MISE EN PRATIQUE:
a - Recopiez sans rien changer le passage du texte sur le test ELISA qui commence aux mots « Viviane Schaller avait » et s'arrête après « manifestement trop élevé. ».
b - Répondez à ces questions d'après le texte sur le test ELISA :
(i) Quelle variété de borrélies le test ELISA utilisait-il alors ?
(ii) À quel test les résultats du test ELISA deviennent-ils bien plus conformes une fois le seuil abaissé ?
(iii) Dans quelle ville se trouve le laboratoire Schaller ?

TEXTE DE L'EXERCICE:
↓

Viviane Schaller avait mis à jour les failles du test ELISA : il n’utilisait alors qu’une variété de borrélies (Borrelia burgdorferi américaine), alors que bien d’autres circulent en Europe (afzelii, garinii, spielmanii, bavariensis, recurentis…). Et le seuil de sensibilité était manifestement trop élevé.
Elle décide de l’abaisser : tout d’un coup, les résultats du test ELISA deviennent bien plus conformes à ceux du Western Blot, qu’elle fait souvent pratiquer en parallèle. Le nombre de faux négatifs diminue. Des patients, qui étaient en errance depuis des années, que les services d’infectiologie de l’hôpital avaient renvoyés chez eux en leur disant que « c’est dans leur tête », en évoquant une fibromyalgie ou une dépression, ont enfin la confirmation que leurs symptômes sont bien dus à la maladie de Lyme. Grâce à cette révélation, un traitement peut être mis en œuvre qui les soulagera dans de très nombreux cas. Des milliers d’échantillons venant de toute la France arrivent au laboratoire Schaller de Strasbourg. Un grand nombre sont positifs : le visage de l’épidémie se découvre.

↑

JEU DE DONNÉES:
↓

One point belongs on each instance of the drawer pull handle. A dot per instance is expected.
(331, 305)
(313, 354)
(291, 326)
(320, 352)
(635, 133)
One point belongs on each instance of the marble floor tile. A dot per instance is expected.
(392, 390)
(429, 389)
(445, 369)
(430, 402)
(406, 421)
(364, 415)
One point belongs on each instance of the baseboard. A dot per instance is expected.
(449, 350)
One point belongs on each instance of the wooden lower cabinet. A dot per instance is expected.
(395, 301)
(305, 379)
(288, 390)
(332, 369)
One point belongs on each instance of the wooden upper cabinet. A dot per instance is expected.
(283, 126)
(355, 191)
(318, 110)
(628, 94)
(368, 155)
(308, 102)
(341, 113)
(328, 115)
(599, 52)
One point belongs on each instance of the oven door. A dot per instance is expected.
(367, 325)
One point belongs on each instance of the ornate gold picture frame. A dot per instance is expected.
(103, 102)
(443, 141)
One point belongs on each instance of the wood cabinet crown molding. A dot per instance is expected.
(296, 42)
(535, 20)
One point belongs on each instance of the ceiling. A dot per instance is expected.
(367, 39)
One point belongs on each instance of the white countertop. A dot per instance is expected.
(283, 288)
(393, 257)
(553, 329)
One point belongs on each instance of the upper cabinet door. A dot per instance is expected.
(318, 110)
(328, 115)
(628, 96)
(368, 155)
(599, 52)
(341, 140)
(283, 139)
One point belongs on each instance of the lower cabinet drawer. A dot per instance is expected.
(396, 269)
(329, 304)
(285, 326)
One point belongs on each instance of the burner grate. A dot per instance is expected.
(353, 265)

↑

RÉPONSES RÉDIGÉES:
a -
Viviane Schaller avait mis à jour les failles du test ELISA : il n’utilisait alors qu’une variété de borrélies (Borrelia burgdorferi américaine), alors que bien d’autres circulent en Europe (afzelii, garinii, spielmanii, bavariensis, recurentis…). Et le seuil de sensibilité était manifestement trop élevé.

b -
(i) Borrelia burgdorferi américaine.
(ii) Au Western Blot.
(iii) À Strasbourg.